* Begin SUPPLIED INFORMATION *

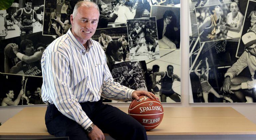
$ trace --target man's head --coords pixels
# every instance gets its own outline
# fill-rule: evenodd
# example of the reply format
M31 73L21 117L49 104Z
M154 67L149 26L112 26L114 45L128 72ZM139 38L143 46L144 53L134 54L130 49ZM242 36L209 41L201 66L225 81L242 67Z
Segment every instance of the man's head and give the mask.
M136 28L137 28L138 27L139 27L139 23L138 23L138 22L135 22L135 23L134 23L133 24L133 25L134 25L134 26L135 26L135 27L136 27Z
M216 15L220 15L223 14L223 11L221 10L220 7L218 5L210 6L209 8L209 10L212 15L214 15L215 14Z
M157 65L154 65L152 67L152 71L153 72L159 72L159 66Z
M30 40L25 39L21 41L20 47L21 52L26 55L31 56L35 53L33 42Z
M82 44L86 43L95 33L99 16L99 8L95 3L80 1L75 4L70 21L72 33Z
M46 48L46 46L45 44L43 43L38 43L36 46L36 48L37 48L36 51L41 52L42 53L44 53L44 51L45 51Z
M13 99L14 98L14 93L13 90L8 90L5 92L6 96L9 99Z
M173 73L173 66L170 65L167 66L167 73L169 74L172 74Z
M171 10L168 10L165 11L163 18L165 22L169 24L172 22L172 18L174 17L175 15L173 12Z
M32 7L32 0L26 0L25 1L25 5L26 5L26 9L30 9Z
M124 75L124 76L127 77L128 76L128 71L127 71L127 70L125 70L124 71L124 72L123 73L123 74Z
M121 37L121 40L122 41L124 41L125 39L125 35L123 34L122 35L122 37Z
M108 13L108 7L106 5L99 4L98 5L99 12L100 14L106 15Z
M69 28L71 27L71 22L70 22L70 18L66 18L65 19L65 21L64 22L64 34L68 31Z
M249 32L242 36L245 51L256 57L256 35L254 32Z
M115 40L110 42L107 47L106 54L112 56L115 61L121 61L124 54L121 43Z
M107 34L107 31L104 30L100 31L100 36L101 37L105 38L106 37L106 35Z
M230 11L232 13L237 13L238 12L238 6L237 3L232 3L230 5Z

* End SUPPLIED INFORMATION *
* Begin SUPPLIED INFORMATION *

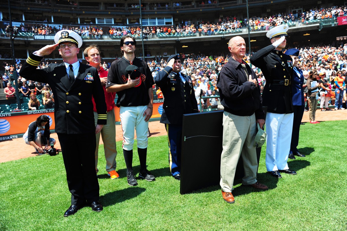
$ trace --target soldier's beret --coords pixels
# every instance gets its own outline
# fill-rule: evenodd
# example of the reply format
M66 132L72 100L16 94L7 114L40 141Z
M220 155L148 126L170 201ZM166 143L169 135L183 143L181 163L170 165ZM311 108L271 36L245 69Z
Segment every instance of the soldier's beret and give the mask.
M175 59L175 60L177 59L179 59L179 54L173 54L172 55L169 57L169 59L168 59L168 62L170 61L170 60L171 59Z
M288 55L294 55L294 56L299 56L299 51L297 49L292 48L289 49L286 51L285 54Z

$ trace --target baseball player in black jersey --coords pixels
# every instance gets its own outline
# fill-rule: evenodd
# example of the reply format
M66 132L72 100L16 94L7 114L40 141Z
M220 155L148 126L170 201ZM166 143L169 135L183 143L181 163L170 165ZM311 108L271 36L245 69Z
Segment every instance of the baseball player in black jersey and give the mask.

* End SUPPLIED INFORMATION *

REQUEST: Please reproduce the lines unchanged, starting with the line that contains "head --coords pixels" and going on through the line that contains "M230 11L232 13L237", with both of those lines included.

EXERCISE RESPONSE:
$ trace --target man's head --coords pixels
# every instance gets its own outline
# fill-rule: evenodd
# example of the reply format
M31 73L21 117L49 104Z
M154 67L149 26L112 26L114 45L128 72ZM139 38L143 46L144 53L134 54L130 49ZM242 36L209 41L201 66L225 81L242 67Z
Segment every instance of the man's head and give the mask.
M136 28L137 28L138 27L139 27L139 23L138 23L138 22L135 22L135 23L134 23L133 24L133 25L134 25L134 26L135 26L135 27L136 27Z
M216 15L220 15L223 14L223 11L221 10L220 7L218 5L210 6L209 8L209 10L212 15L214 15L215 14Z
M157 65L154 65L152 67L152 71L153 72L159 72L159 66Z
M30 40L25 39L21 41L20 47L21 52L26 55L31 56L35 53L33 42Z
M82 44L86 43L95 33L99 16L99 8L95 3L80 1L75 4L70 21L72 33Z
M46 48L46 46L45 44L43 43L38 43L36 46L36 48L37 48L36 51L41 52L42 53L44 53L44 51L45 51Z
M13 99L14 98L14 93L13 90L8 90L5 92L6 96L9 99Z
M173 73L173 66L170 65L167 66L167 73L169 74L172 74Z
M171 10L168 10L165 11L163 18L165 22L169 24L172 22L172 18L174 17L175 15L173 12Z
M32 7L32 0L26 0L25 1L25 5L26 5L26 9L30 9Z
M124 75L124 76L127 77L128 76L128 71L127 71L127 70L125 70L124 71L124 72L123 73L123 74Z
M121 37L121 40L122 41L124 41L125 39L125 35L123 34L122 35L122 37Z
M108 13L108 7L106 5L99 4L98 5L99 12L100 14L106 15Z
M69 28L71 27L71 22L70 22L70 18L66 18L65 19L65 21L64 22L64 34L68 31Z
M249 32L242 36L245 51L256 57L256 35L254 32Z
M115 40L110 42L107 47L106 54L112 56L115 61L121 61L124 54L121 43Z
M107 34L107 31L104 30L100 31L100 36L101 37L105 38L106 37L106 35Z
M230 11L232 13L237 13L238 12L238 6L237 3L232 3L230 5Z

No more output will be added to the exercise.